Kami pun melanjutkan berjalan sesuai yang diinginkan anakku dan juga aku, mungkin juga dan juga isteriku. Karena meskipun isteriku yang menanyakan, tetapi pastilah sebelum bertanya, dia sudah memiliki jawaban. Selalunya begitu. Karena orang yang tidak memilki jawaban atau pikiran pendahuluan, pastilah tidak mungkin dapat bertanya. Seperti dalam istilah Arab disebut as Sual Nishful Ilmi, pertanyaan adalah separuh pengetahuan. Dengan kata lain, hanya orang berpengetahuan yang bisa bertanya.

"AlHamdulillah," kataku, setelah melihat jembatan yang akan dilewati, sudah selesai diperbaiki. Kami bisa langsung menyeberang melalui jembatan yang biasa. Tidak perlu melewati jembatan alternatif, yang tidak biasa dilewati.

Setelah sampai di tempat yang dituju, di kedai kopi tepi pantai, kami berhenti dan memesan tiga cawan kopi. Sambil menikmati angin pantai yang semilir, saya mengawali berbicara, untuk berbincang panjang menunggu matahari terbenam.

"Apakah sudah paham dengan ayat yang kamu hafalkan?" Pertanyaanku kepada anak gadisku, sambil menggeser cawan kopi panas yang baru saja terhidang.

"Belum."

"Baiklah, coba kamu baca ulang artinya dan kita coba memahaminya bersama."

Anak gadisku membaca arti dari surat Al Ahzab, ayat 59, yang oleh para ahli hukum islam dijadikan sumber hukum atau dailil tentang jilbab.

------------------------------------------------------------

* _TUJUAN 1_
Terjemahkan kalimat "Kami bisa langsung menyeberang melalui jembatan yang biasa." dari kutipan teks tentang perjalanan ke kedai kopi tepi pantai ke dalam bahasa Inggris.

* _DATA LATIHAN INI_

------------------------------------------------------------

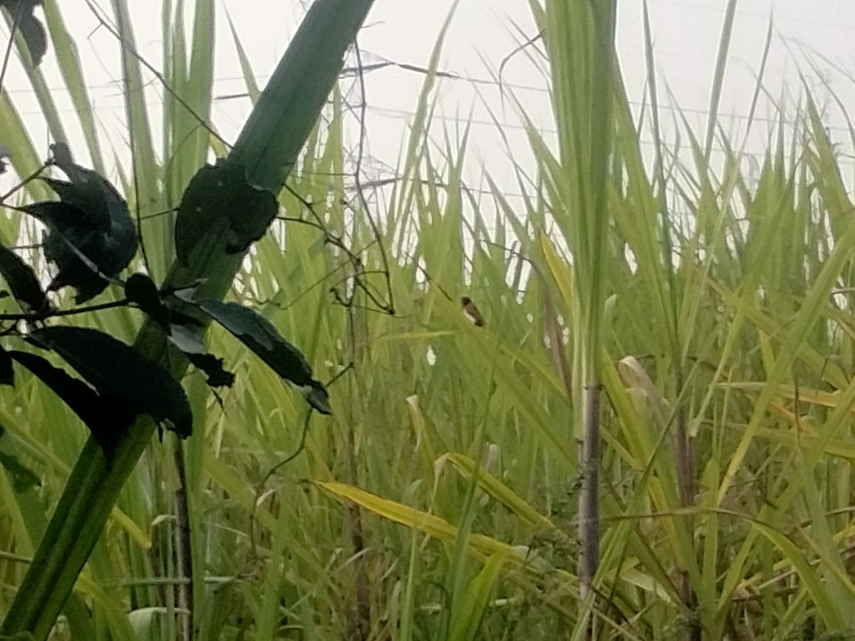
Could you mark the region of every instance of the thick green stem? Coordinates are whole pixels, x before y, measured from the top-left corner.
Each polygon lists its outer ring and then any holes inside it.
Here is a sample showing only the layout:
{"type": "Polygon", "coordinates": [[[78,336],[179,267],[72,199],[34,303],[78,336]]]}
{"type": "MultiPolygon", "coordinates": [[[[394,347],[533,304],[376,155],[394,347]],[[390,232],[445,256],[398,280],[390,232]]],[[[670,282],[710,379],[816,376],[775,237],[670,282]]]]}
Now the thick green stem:
{"type": "MultiPolygon", "coordinates": [[[[312,5],[233,150],[251,185],[272,191],[281,187],[372,2],[315,0],[312,5]]],[[[251,219],[256,213],[245,215],[251,219]]],[[[190,267],[174,263],[167,286],[188,286],[202,279],[201,296],[222,298],[243,255],[226,250],[228,230],[215,223],[212,221],[201,241],[205,250],[194,252],[198,260],[190,267]]],[[[186,368],[185,359],[168,353],[162,331],[152,323],[143,326],[135,346],[177,378],[186,368]]],[[[92,438],[86,442],[0,634],[30,632],[36,641],[47,638],[154,430],[153,421],[141,417],[121,438],[109,462],[92,438]]]]}

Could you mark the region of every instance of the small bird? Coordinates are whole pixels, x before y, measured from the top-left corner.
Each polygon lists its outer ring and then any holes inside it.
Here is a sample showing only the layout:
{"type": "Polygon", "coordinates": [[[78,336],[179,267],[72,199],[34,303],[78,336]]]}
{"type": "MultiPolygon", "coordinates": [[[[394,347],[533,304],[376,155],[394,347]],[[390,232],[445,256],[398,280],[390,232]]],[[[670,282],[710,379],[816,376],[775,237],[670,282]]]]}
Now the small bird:
{"type": "Polygon", "coordinates": [[[476,327],[484,326],[484,317],[481,315],[478,308],[475,307],[475,303],[472,302],[472,299],[468,296],[464,296],[460,299],[460,304],[463,305],[463,314],[466,317],[471,320],[476,327]]]}

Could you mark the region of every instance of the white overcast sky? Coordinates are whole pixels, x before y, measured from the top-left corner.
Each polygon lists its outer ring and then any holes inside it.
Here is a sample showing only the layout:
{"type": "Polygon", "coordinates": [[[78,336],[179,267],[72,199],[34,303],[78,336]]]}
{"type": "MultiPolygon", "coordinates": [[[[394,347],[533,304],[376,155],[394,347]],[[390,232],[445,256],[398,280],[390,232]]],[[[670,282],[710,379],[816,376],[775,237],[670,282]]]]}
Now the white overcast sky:
{"type": "MultiPolygon", "coordinates": [[[[109,14],[107,0],[96,3],[109,14]]],[[[60,4],[69,29],[79,38],[86,82],[91,86],[91,98],[106,138],[103,141],[104,146],[109,149],[112,145],[121,151],[127,144],[122,135],[121,97],[115,84],[120,75],[118,44],[105,30],[97,28],[97,21],[84,0],[62,0],[60,4]]],[[[129,4],[138,46],[153,64],[159,65],[162,3],[146,0],[129,4]]],[[[186,4],[189,24],[193,2],[187,0],[186,4]]],[[[451,0],[376,0],[360,36],[365,62],[389,60],[426,65],[453,4],[451,0]]],[[[702,132],[727,2],[649,0],[648,5],[660,100],[679,106],[702,132]]],[[[308,2],[299,0],[221,0],[217,4],[215,95],[227,96],[244,90],[227,13],[263,85],[306,6],[308,2]]],[[[630,98],[637,103],[644,99],[646,76],[641,12],[641,0],[618,1],[618,51],[630,98]]],[[[777,101],[787,96],[787,91],[791,97],[798,97],[803,81],[801,74],[823,104],[830,102],[828,90],[822,86],[824,81],[845,105],[855,105],[852,0],[742,0],[737,5],[719,109],[725,130],[737,140],[744,134],[745,116],[770,21],[773,36],[764,78],[769,97],[777,101]]],[[[507,185],[509,191],[516,189],[506,160],[509,151],[491,122],[490,110],[505,126],[512,147],[510,153],[518,162],[524,162],[527,143],[510,103],[500,99],[492,80],[501,62],[535,32],[528,0],[459,0],[457,3],[439,67],[470,79],[439,81],[437,115],[439,123],[446,124],[451,131],[455,130],[457,119],[471,119],[467,171],[470,182],[477,183],[482,168],[486,168],[498,178],[500,184],[507,185]]],[[[17,61],[13,60],[12,64],[13,68],[20,67],[17,61]]],[[[74,113],[62,96],[62,85],[50,50],[44,68],[49,85],[57,89],[57,102],[68,109],[65,115],[73,129],[74,113]]],[[[392,168],[398,162],[422,79],[420,74],[398,68],[387,68],[367,77],[369,150],[373,157],[392,168]]],[[[547,82],[541,71],[528,56],[520,54],[504,68],[503,80],[533,120],[548,133],[552,123],[545,91],[547,82]]],[[[49,141],[45,128],[26,80],[13,68],[7,76],[6,86],[32,126],[34,142],[46,151],[49,141]]],[[[160,95],[162,90],[153,83],[149,98],[153,109],[156,109],[160,95]]],[[[250,102],[245,98],[219,100],[214,112],[215,125],[227,139],[233,139],[249,109],[250,102]]],[[[667,105],[663,115],[666,121],[673,115],[667,105]]],[[[762,135],[755,132],[754,138],[750,138],[746,146],[747,153],[757,153],[764,148],[763,138],[770,123],[762,119],[774,116],[773,104],[768,99],[761,104],[758,116],[762,135]]],[[[833,104],[828,121],[833,137],[849,150],[846,121],[833,104]]],[[[84,156],[82,152],[81,160],[84,156]]]]}

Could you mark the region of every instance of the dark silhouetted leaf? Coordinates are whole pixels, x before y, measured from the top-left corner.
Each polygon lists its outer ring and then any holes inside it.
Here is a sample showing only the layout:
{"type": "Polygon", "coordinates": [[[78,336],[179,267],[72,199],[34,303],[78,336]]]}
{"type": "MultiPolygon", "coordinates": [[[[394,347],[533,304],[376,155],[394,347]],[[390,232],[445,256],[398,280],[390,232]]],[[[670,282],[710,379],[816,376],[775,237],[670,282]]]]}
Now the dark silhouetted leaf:
{"type": "Polygon", "coordinates": [[[109,394],[99,394],[37,354],[10,351],[9,355],[62,399],[86,423],[104,453],[112,454],[119,438],[136,418],[136,412],[127,403],[109,394]]]}
{"type": "Polygon", "coordinates": [[[248,307],[237,303],[203,301],[202,311],[236,336],[286,380],[315,391],[306,400],[323,414],[329,414],[327,391],[312,378],[312,366],[303,352],[280,335],[273,324],[248,307]]]}
{"type": "Polygon", "coordinates": [[[12,357],[0,345],[0,385],[15,385],[15,370],[12,368],[12,357]]]}
{"type": "Polygon", "coordinates": [[[38,67],[48,50],[48,38],[42,23],[32,15],[32,9],[40,4],[41,0],[0,0],[0,7],[5,7],[13,20],[20,15],[18,28],[27,43],[32,64],[38,67]]]}
{"type": "Polygon", "coordinates": [[[32,269],[11,250],[0,244],[0,273],[12,290],[12,296],[24,311],[40,312],[47,309],[38,279],[32,269]]]}
{"type": "Polygon", "coordinates": [[[68,146],[51,146],[53,162],[70,182],[45,179],[61,203],[34,203],[21,208],[48,227],[44,256],[58,268],[50,290],[71,285],[85,303],[101,293],[137,252],[137,230],[127,203],[110,183],[74,164],[68,146]]]}
{"type": "Polygon", "coordinates": [[[175,251],[185,265],[215,222],[228,221],[232,232],[226,250],[239,253],[264,235],[276,216],[275,195],[246,181],[243,166],[220,160],[205,165],[190,180],[175,220],[175,251]]]}
{"type": "Polygon", "coordinates": [[[223,369],[222,359],[209,354],[202,338],[203,328],[197,325],[174,324],[169,341],[180,350],[187,360],[204,373],[211,387],[231,387],[234,374],[223,369]]]}
{"type": "Polygon", "coordinates": [[[168,332],[169,310],[161,300],[154,280],[144,273],[134,273],[125,283],[125,296],[168,332]]]}
{"type": "Polygon", "coordinates": [[[62,356],[102,396],[167,422],[183,438],[192,433],[193,415],[181,385],[133,348],[86,327],[44,327],[31,336],[62,356]]]}

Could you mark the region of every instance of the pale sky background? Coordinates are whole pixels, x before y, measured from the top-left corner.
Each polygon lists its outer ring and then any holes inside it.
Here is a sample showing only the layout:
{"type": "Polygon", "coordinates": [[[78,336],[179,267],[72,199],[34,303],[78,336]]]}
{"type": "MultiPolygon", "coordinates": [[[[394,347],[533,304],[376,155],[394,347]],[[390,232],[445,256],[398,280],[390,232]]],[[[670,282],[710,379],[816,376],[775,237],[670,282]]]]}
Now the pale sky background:
{"type": "MultiPolygon", "coordinates": [[[[96,0],[109,15],[109,3],[96,0]]],[[[192,0],[187,0],[187,24],[192,23],[192,0]]],[[[251,60],[259,83],[263,85],[288,44],[308,2],[299,0],[221,0],[217,4],[217,79],[215,95],[244,91],[227,14],[251,60]]],[[[157,0],[131,2],[137,44],[143,55],[160,67],[161,7],[157,0]]],[[[394,61],[426,66],[442,25],[453,5],[451,0],[376,0],[359,43],[367,62],[394,61]]],[[[663,121],[669,123],[677,105],[703,134],[725,0],[649,0],[659,97],[663,121]],[[672,96],[669,96],[668,91],[672,96]]],[[[68,26],[77,37],[86,82],[102,126],[103,145],[118,150],[127,147],[123,135],[124,111],[120,87],[118,44],[97,21],[84,0],[62,0],[61,8],[68,26]]],[[[618,2],[618,52],[625,82],[636,108],[644,100],[646,77],[641,0],[618,2]]],[[[719,109],[726,131],[738,142],[744,138],[746,115],[754,91],[756,74],[763,56],[766,32],[772,24],[772,41],[767,63],[764,98],[758,112],[754,136],[746,144],[746,154],[764,150],[766,131],[773,126],[774,105],[782,97],[795,99],[805,80],[823,104],[828,103],[828,123],[833,138],[846,154],[852,145],[846,121],[829,100],[830,91],[846,106],[855,106],[855,3],[852,0],[743,0],[737,5],[724,92],[719,109]]],[[[478,187],[484,170],[489,171],[513,194],[516,191],[508,162],[513,154],[525,162],[526,138],[510,101],[500,99],[493,80],[502,61],[518,45],[536,33],[528,0],[459,0],[451,18],[439,68],[468,79],[440,79],[437,124],[455,131],[458,118],[471,119],[471,142],[466,177],[478,187]],[[489,105],[503,123],[509,151],[492,122],[489,105]]],[[[537,57],[535,51],[531,56],[537,57]]],[[[49,49],[43,63],[49,85],[71,131],[74,112],[65,97],[49,49]]],[[[32,126],[37,147],[47,155],[45,127],[38,106],[30,95],[20,62],[12,61],[6,86],[13,101],[32,126]],[[16,73],[17,72],[17,73],[16,73]],[[43,132],[43,133],[39,133],[43,132]],[[40,137],[41,136],[41,137],[40,137]]],[[[423,77],[421,74],[389,67],[366,77],[368,153],[377,163],[369,166],[368,178],[394,173],[404,144],[407,125],[416,104],[423,77]],[[383,165],[388,167],[383,168],[383,165]]],[[[547,80],[526,54],[514,56],[503,70],[503,81],[523,105],[529,116],[547,134],[553,127],[550,115],[547,80]]],[[[154,81],[148,102],[156,114],[162,90],[154,81]]],[[[233,140],[249,110],[247,98],[218,100],[214,123],[227,139],[233,140]]],[[[156,121],[156,118],[155,119],[156,121]]],[[[650,139],[649,133],[644,137],[650,139]]],[[[74,141],[72,141],[74,142],[74,141]]],[[[79,160],[85,161],[80,149],[79,160]]],[[[851,156],[844,159],[852,165],[851,156]]]]}

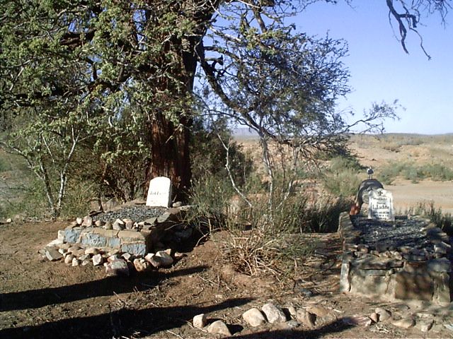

------------------------------------------------------------

* _TUJUAN 2_
Salin ulang baris-baris daftar di atas mulai dari awal daftar sampai baris yang memuat "Now the thick", termasuk baris itu, tanpa menyertakan gambar.

* _HASIL 1_
We could cross directly over the usual bridge.

* _HASIL 2_
Could you mark the region of every instance of the thick green stem? Coordinates are whole pixels, x before y, measured from the top-left corner.
Each polygon lists its outer ring and then any holes inside it.
Here is a sample showing only the layout:
{"type": "Polygon", "coordinates": [[[78,336],[179,267],[72,199],[34,303],[78,336]]]}
{"type": "MultiPolygon", "coordinates": [[[[394,347],[533,304],[376,155],[394,347]],[[390,232],[445,256],[398,280],[390,232]]],[[[670,282],[710,379],[816,376],[775,237],[670,282]]]]}
Now the thick green stem:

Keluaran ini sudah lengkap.